OBJECTIVES
1. Can you extract the part of the blog post about living in Mexico between "Archive for the" and "than it is?", inclusive?
2. In the blog post about four years in Mexico, what did the move start out as?
3. How would the blog post about four years in Mexico carry on after its last sentence? Write the continuation.

TEXT PASSAGE
▬▬▬▬▬▬
Archive for the blogging tag

the surfboard quiver
Today marks four years since I’ve been living here in Mexico. If it weren’t my own life, I wouldn’t believe it. Has it been so long? Where has the time gone? Why isn’t my spanish better than it is?
A curious thing has happened along my four-year journey. I am no longer the person I was, when I packed up my stuff at the advice of my parents, put my life on hold and moved to Mexico. What started out as a “surfing sabbatical” of sorts became so much more – and more permanent. Mexico has changed me, probably in more ways than I am consciously aware of. If for some reason I where to move back to the United States, I’m sure I could fit back in to that existence with relative ease. But without noticing, the US has changed just as much as I have. It is no longer the place I left it.
▬▬▬▬▬▬
DATA BLOCK
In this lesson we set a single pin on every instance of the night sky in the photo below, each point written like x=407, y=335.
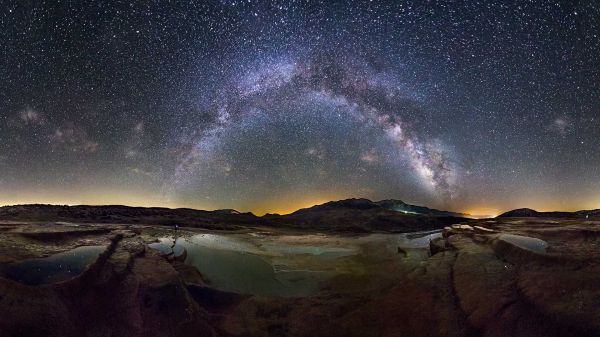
▬▬▬▬▬▬
ANSWERS FOR THE EXERCISE
1.
Archive for the blogging tag

the surfboard quiver
Today marks four years since I’ve been living here in Mexico. If it weren’t my own life, I wouldn’t believe it. Has it been so long? Where has the time gone? Why isn’t my spanish better than it is?

2. A "surfing sabbatical" of sorts.

3.
I love Mexico – but in many ways I’m living in a country that is still not my own. I spend each day trying to immerse myself more fully into its magical culture but to say that I am fully immersed or somehow ‘mexicoified’ is not being truthful. I am still very foreign, which is not to say that I’ve failed at ‘becoming Mexican’ on any level – that was never my goal. It’s to say that I’m not quite American and not quite Mexican. The borders between countries are now slightly more arbitrary things, except in the hassle it takes when crossing them, the pleasant differences in language and culture, and the changes in infrastructure upkeep. I’m a citizen of both and neither, simultaneously.
Marcia and I are coming up on our two-year anniversary in December. In January we will welcome our son into the world. These are not indications of a temporary journey; these are milestones of the adventure of a lifetime. And so in some ways, the four-year mark is a fitting time to acknowledge that the “sabbatical”, as a temporary time and place, is over and the adventure is just beginning.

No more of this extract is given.